Arrestation d'un prêtre pro-FLN Le 16 avril 1956, trois prêtres de la Mission de France, ayant charge de la paroisse de Souk-Ahras, l’antique Tagaste où naquit saint Augustin, les Pères Louis Augros, Johic Kerlan et Pierre Mamet se voyaient signifier par le commissaire de la ville les décrets d’expulsion pris à leur endroit. Cette mesure, qui relevait des pouvoirs spéciaux concédés aux préfets d’Algérie par le gouvernement Mollet, fit l’effet d’une bombe car, pour la première fois depuis le début de la guerre d’Algérie, des prêtres catholiques étaient suspectés d’avoir des liens avec les fellaghas. (...)

« À la Mission de France, nous avons été nombreux à “ bricoler ” pour le FLN, sans que ça se sache », se vantera l’un d’eux. (Cité par Sybille Chapeu, p. 68)

----------

→ **Tâche à faire 1**:
Selon le texte sur l'expulsion des prêtres de Souk-Ahras, à quelle date les décrets d'expulsion leur ont-ils été signifiés ?
→ **Tâche à faire 2**:
Poursuivez le texte sur l'expulsion des prêtres de la Mission de France à partir de sa dernière phrase.

→ **Données fournies**:
----------

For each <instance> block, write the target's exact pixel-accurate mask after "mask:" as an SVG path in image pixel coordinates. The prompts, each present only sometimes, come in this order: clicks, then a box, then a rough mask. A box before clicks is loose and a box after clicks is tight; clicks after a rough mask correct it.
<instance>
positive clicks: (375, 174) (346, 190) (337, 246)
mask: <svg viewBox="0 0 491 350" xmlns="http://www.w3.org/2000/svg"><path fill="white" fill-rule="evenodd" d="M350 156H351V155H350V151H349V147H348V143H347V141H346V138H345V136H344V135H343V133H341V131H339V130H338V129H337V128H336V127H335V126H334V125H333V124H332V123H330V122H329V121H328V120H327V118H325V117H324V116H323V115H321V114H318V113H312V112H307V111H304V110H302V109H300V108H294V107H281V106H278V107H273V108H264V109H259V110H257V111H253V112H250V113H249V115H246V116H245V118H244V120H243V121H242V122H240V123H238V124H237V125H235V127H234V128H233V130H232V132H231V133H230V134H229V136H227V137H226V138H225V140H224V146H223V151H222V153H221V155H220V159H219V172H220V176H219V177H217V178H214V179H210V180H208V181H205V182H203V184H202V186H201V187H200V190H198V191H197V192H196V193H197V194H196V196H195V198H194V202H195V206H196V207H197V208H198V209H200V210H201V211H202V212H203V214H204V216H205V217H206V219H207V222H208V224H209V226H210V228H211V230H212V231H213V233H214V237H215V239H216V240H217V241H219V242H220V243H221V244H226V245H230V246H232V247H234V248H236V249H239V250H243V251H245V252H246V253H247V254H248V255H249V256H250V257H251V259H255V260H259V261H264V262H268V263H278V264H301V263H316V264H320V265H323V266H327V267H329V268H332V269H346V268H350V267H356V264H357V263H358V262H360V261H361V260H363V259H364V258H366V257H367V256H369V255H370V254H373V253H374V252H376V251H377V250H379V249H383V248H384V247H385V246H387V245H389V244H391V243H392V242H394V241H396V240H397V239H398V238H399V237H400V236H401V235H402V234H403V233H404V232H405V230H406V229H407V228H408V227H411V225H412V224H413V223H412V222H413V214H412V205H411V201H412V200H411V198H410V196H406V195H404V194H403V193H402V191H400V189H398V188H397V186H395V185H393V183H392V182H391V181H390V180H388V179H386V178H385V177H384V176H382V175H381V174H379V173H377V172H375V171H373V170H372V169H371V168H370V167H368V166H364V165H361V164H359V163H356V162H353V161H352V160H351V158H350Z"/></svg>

----------

→ **Réponse 1**:
Le 16 avril 1956.

→ **Réponse 2**:
Ils n’étaient pas les seuls. Le P. Christian Delorme, prêtre du Prado à Lyon, témoigne aujourd’hui : « Je rencontrai dans ma paroisse Saint-André des prêtres du Prado que je devinais solidaires de la lutte pour l’indépendance des Algériens. » (La Croix du 13 janvier 2007)

LA CONTAMINATION PROGRESSISTE

Cette collusion, vantée par les uns, fut objet de scandale pour beaucoup d’autres. « D’étranges alliances s’étaient forgées entre le FLN et certains Français au nom du Christ et de l’Histoire pour nous sauver de l’erreur et du mal. On ne comprenait plus. Au grand chagrin de bien des prêtres, et des évêques d’Oran et d’Hippone, l’archevêque d’Alger, Léon Duval, fasciné par la piété islamique, et à sa traîne certaines paroisses, certains couvents et monastères, mettaient la croix au service du croissant. Ils offraient leur aide et leurs soins aux terroristes sous leur toit même ou par des réseaux de fidèles. (...) » (André Rossfelder, Le onzième commandement, 2000, p. 428)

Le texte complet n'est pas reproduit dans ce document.